━━ Provided material ━━

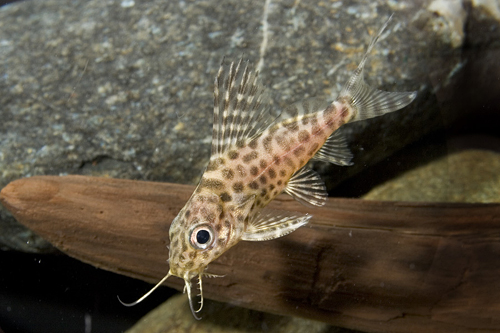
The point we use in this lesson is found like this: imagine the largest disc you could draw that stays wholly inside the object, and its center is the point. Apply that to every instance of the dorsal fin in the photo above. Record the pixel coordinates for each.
(367, 101)
(335, 150)
(241, 107)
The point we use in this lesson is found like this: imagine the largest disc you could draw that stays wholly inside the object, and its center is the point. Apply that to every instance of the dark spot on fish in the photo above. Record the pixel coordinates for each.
(227, 173)
(313, 149)
(251, 156)
(314, 120)
(253, 144)
(238, 187)
(225, 197)
(276, 159)
(241, 170)
(304, 136)
(240, 144)
(282, 142)
(233, 154)
(299, 151)
(215, 164)
(210, 183)
(316, 130)
(267, 142)
(273, 129)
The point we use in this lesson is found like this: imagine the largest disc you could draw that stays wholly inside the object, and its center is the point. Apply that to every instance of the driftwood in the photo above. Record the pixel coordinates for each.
(368, 265)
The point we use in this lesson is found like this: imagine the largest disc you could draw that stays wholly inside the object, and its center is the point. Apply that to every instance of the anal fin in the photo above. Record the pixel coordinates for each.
(307, 187)
(271, 224)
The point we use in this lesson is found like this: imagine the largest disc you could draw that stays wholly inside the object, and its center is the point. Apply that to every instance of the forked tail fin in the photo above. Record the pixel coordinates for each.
(367, 101)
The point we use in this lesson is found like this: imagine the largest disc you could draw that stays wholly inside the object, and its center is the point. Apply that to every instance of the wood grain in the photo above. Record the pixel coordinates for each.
(367, 265)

━━━

### [What needs to be done]
The required answer is the line with "of the dark" plus every line after it to the end of the entries above, transcribed exactly.

### [Problem solution]
The point we use in this lesson is found like this: imagine the largest disc you could draw that stays wholly inside the object, and its center is the point. Apply that to every instance of the dark spot on fish in the photo above. Record the pixel coordinates for each.
(227, 173)
(313, 149)
(251, 156)
(314, 120)
(253, 144)
(238, 187)
(225, 197)
(276, 159)
(241, 170)
(304, 136)
(240, 144)
(282, 142)
(233, 154)
(299, 151)
(215, 164)
(210, 183)
(316, 130)
(267, 142)
(273, 129)
The point we use in this lesson is found like this: imagine the largest disc you could draw that stays wholly inside the object, and its center is the point. Apply that to every instance of the driftwood in the photo above. Record the pixel coordinates for each.
(368, 265)
The point we use in this lesson is found like this: imagine the largest disc you could draw that stays wholly inside the object, and its center is the point. Apply that to every instance of the anal fin in the photo above. Record the pixel coordinates for each.
(307, 187)
(271, 224)
The point we use in this lesson is found like this: imagine the largest disc you could draw that stays wholly inside the object, and its center is the point. Apply that to every instance of the forked tail fin in the photo above. Record the pixel coordinates for each.
(367, 101)
The point we use in this lesson is found like this: imagine the largest disc you could draw that stays wholly inside the object, and its center is the point. Apply that to every instance of the wood grain in the photo above. Record the pixel coordinates for each.
(367, 265)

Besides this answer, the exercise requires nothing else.